### WORK ORDER
Keep images out and repeat all data exactly.

### DATA LISTING
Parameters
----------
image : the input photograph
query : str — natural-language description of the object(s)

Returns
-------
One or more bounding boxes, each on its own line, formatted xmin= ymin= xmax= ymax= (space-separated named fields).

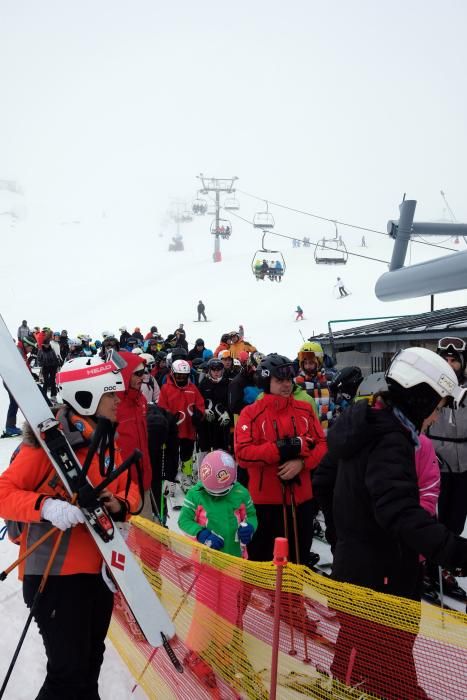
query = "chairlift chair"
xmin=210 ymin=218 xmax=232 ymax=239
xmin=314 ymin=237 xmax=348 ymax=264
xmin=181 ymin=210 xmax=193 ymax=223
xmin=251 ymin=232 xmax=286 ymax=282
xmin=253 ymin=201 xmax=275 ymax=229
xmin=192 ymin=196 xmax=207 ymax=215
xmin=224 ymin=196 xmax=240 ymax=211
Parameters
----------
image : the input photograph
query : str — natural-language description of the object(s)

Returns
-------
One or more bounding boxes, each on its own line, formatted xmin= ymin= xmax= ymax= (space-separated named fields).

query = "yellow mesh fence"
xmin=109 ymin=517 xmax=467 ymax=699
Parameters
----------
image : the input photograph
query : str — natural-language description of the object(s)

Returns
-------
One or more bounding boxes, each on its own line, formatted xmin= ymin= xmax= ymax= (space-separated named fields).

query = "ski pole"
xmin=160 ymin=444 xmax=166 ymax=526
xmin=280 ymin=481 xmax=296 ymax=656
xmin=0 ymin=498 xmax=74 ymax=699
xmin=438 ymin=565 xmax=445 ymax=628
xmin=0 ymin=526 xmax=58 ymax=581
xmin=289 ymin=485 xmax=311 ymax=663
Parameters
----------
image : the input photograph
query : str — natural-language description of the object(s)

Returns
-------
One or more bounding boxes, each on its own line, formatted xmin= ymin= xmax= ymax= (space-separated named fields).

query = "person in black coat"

### THE COMPLETED TASK
Parameters
----------
image : the input photograph
query : str — natural-language description of the object(s)

Returns
-------
One or more bounding boxes, each on its own line, formatted xmin= ymin= xmax= ymax= (space-separated named fields).

query = "chairlift chair"
xmin=210 ymin=218 xmax=232 ymax=239
xmin=314 ymin=237 xmax=348 ymax=264
xmin=181 ymin=210 xmax=193 ymax=223
xmin=251 ymin=232 xmax=286 ymax=282
xmin=253 ymin=201 xmax=275 ymax=229
xmin=192 ymin=196 xmax=207 ymax=215
xmin=224 ymin=196 xmax=240 ymax=211
Parameters
----------
image : the input photograph
query : str — natural-language description of the object(s)

Returns
-------
One or more bounding boxes, each on its own line, formatted xmin= ymin= xmax= ymax= (space-separated named fields).

query = "yellow mesh fence"
xmin=109 ymin=517 xmax=467 ymax=699
Parameters
----------
image : the input photograph
query : str — natural-language description of the object(s)

Returns
-------
One or more bounding boxes, each on its own line, formatted xmin= ymin= xmax= ymax= (space-separated named fields).

query = "ski pole"
xmin=160 ymin=444 xmax=166 ymax=526
xmin=280 ymin=481 xmax=296 ymax=656
xmin=0 ymin=498 xmax=74 ymax=699
xmin=438 ymin=565 xmax=445 ymax=628
xmin=0 ymin=526 xmax=58 ymax=581
xmin=289 ymin=485 xmax=311 ymax=663
Parameters
----------
image : the input photograph
query : str — natural-language description of the object(s)

Returns
-------
One or more bounding boxes, each on its own line, formatted xmin= ymin= xmax= ymax= (space-separated named fields).

query = "person in black coat"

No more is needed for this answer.